→ **DIRECTIONS**: The entire listing below should be output exactly as it stands.
#####
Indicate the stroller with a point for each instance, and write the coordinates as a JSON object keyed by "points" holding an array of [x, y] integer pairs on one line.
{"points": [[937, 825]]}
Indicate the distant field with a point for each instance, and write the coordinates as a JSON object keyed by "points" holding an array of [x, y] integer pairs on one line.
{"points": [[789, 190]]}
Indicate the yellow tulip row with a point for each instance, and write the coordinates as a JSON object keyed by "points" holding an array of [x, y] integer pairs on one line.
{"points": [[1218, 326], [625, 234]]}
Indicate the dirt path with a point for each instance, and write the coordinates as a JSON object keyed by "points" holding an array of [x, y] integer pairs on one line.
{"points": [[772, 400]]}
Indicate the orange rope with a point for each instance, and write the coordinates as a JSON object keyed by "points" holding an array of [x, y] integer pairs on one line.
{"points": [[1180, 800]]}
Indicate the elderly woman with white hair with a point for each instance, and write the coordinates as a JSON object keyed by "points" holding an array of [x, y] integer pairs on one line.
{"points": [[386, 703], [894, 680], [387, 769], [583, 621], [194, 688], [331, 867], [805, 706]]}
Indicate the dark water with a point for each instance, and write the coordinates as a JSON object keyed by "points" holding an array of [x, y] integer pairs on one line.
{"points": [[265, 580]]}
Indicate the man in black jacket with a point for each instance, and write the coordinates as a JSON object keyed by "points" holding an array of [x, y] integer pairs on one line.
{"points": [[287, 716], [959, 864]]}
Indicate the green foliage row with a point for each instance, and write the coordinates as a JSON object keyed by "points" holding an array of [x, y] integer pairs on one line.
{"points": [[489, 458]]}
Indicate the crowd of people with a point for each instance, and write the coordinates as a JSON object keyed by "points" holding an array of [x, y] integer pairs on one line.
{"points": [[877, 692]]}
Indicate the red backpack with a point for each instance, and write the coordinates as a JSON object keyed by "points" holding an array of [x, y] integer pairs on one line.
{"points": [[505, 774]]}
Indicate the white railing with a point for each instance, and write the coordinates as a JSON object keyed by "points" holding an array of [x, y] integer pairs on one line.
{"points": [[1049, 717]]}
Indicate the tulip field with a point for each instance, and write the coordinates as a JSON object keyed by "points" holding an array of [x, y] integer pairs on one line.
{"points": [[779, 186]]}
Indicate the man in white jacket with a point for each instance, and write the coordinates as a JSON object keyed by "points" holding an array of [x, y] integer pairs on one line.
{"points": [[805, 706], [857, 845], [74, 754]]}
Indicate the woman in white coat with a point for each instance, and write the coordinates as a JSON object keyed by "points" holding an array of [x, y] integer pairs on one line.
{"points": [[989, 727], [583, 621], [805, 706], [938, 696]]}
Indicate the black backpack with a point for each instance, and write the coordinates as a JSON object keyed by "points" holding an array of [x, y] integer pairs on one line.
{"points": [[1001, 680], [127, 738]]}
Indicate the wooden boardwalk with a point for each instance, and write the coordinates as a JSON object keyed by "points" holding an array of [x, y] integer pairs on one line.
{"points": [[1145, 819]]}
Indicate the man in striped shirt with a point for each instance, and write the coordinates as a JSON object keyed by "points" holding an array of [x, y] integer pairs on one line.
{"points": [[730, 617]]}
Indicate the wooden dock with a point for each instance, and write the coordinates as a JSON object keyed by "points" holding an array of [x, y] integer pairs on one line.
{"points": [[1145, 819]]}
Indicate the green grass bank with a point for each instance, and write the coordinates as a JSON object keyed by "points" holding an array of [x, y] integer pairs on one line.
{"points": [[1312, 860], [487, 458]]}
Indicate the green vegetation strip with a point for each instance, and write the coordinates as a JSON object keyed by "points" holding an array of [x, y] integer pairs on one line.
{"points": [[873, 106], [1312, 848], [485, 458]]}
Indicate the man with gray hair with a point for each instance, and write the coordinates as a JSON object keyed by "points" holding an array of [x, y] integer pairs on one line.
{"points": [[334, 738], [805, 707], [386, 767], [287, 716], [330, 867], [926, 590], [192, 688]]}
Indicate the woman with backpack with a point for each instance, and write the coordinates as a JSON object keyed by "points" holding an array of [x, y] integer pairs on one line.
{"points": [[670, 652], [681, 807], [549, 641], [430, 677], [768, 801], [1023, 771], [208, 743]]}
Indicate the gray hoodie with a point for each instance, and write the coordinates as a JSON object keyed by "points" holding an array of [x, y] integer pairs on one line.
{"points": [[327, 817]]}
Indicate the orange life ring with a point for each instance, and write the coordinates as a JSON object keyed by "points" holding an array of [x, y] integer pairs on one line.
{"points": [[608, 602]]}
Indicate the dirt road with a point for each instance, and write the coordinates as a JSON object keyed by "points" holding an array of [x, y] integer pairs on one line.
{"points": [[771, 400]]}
#####
→ **OUTPUT FOR THIS EXERCISE**:
Indicate the stroller with a point for each instance, and write the coordinates as a JSON object keyed by "points" holding an array of [x, y] integer pairs on one line.
{"points": [[937, 825]]}
Indicate the distant field with a point for each instance, and write the coordinates as a JSON object keyed by "points" holding an array of [x, y] integer pairs on one line.
{"points": [[789, 190]]}
Indicate the yellow tulip row with a point for each instance, and write the coordinates as a JSON object keyed by "points" holding an array of [x, y] integer pairs on one line.
{"points": [[1218, 326], [625, 234]]}
Indicate the dirt path with a point for each instance, and write the coordinates as a JSON object keyed by "points" holding an array of [x, y] integer pairs on one line.
{"points": [[772, 400]]}
Indicate the orange rope with a point for each instance, and write the coordinates as a JSON object keyed by "points" holding an array of [x, y] integer pairs on one line.
{"points": [[1180, 800]]}
Indicate the elderly woman with white hair with a point for each instance, and write the coordinates as a JSON object keyed by "points" holding an array of [x, y] integer pairs on one line.
{"points": [[386, 703], [894, 680], [387, 769], [583, 621], [194, 688], [331, 867], [805, 706]]}
Indicate the dark water with a point for each instance, and write the coordinates as a JSON object keyed by "points" holding an array of [x, y] integer pairs on one line.
{"points": [[265, 580]]}
Indicate the man in black jacket with a point for each instance, and write the coordinates as a JSON object keyed by "points" holding an array of [x, y] integer pairs on one line.
{"points": [[287, 716], [959, 864]]}
Indicate the green foliage row with a point for each instance, and write the coordinates as a JSON object keyed by "points" holding an array of [x, y] integer pairs on one line.
{"points": [[489, 458]]}
Indicate the crowd of people with a point for each instance, and write the coordinates as a JSON object keyed by "points" holding an array of [x, y] integer pairs on one line.
{"points": [[877, 692]]}
Indicate the red backpack with a point for each instance, and write the coordinates as a JSON object keyed by "points" holding an array of [x, y] integer pairs on one line.
{"points": [[505, 774]]}
Indicate the white railing with a point for each instance, and write the coordinates as a JSON object keyed by "points" holding an array of [x, y] integer pairs on one line.
{"points": [[1049, 717]]}
Indicate the tulip field with a point for each instance, and write the coordinates as a JSON object keyed by "points" holding an array of [x, y] integer pairs on one line.
{"points": [[779, 186]]}
Indicate the man in white jacket with a point for each instance, and write the coordinates as a JSON object keyed by "points" holding an array of [x, y] integer pairs on one line.
{"points": [[805, 706], [857, 845], [74, 754]]}
Indicate the woman in white coat with a point for each instance, and write the coordinates as a JSON object keyed by "points" holding an array of [x, y] integer pairs on one line.
{"points": [[989, 727], [583, 621], [805, 706], [938, 696]]}
Indicate the black backpack with a point for each instance, and write the coordinates as a JSON object keyed by "points" holding an array of [x, y] integer pairs on one line.
{"points": [[1001, 680], [127, 738]]}
Indicate the wooden boardwalk with a point for each instance, and write the coordinates as a JSON object keyed by "points" holding an array of [x, y] integer pairs on one line.
{"points": [[1145, 819]]}
Indicate the man in striped shirt with a point for each instance, and write the coordinates as a JSON object keyed by "points" holding an array of [x, y] integer pairs on one line.
{"points": [[730, 617]]}
Indicate the wooden dock with a point for each instance, and write the coordinates as a JSON object keyed by "points" holding an array of [x, y] integer pairs on one line.
{"points": [[1145, 819]]}
Indicate the green grass bank with a point for each instance, and write the coordinates as a JSON object keyed by "points" holding an array of [x, y] integer pairs on one line.
{"points": [[1312, 860], [487, 458]]}
Indicate the green vegetation strip with a point for each instance, and write the coordinates as a JSON object keyed by "points" holding an array of [x, y] integer pairs on one line.
{"points": [[873, 106], [1312, 848], [485, 458]]}
Indicate the man with gray hair with a point for each instance, and write the coordinates as a JSON object keyed by "points" holding an array of [x, y] integer pairs on one line.
{"points": [[334, 738], [805, 707], [386, 767], [287, 716], [330, 867], [926, 590], [192, 688]]}
Indicate the woman with backpack with a point for each instance, and write the coordinates as a JSON object keyed by "points" holding an array of [x, y] integer pairs on one line.
{"points": [[670, 652], [681, 807], [549, 641], [430, 677], [768, 801], [1023, 771], [208, 743]]}
Indicate the gray hoodie with a point for each instance, and write the coordinates as a JSON object keyed by "points" holding an array of [x, y] integer pairs on one line.
{"points": [[327, 817]]}
Indicate the orange life ring with a point for each instance, and write the coordinates as a JSON object keyed by "points" holding an array of [x, y] integer pairs on one line.
{"points": [[608, 602]]}
Indicate the dirt road with a point for each instance, and write the coordinates as a JSON object keyed by "points" holding an array of [x, y] integer pairs on one line.
{"points": [[771, 400]]}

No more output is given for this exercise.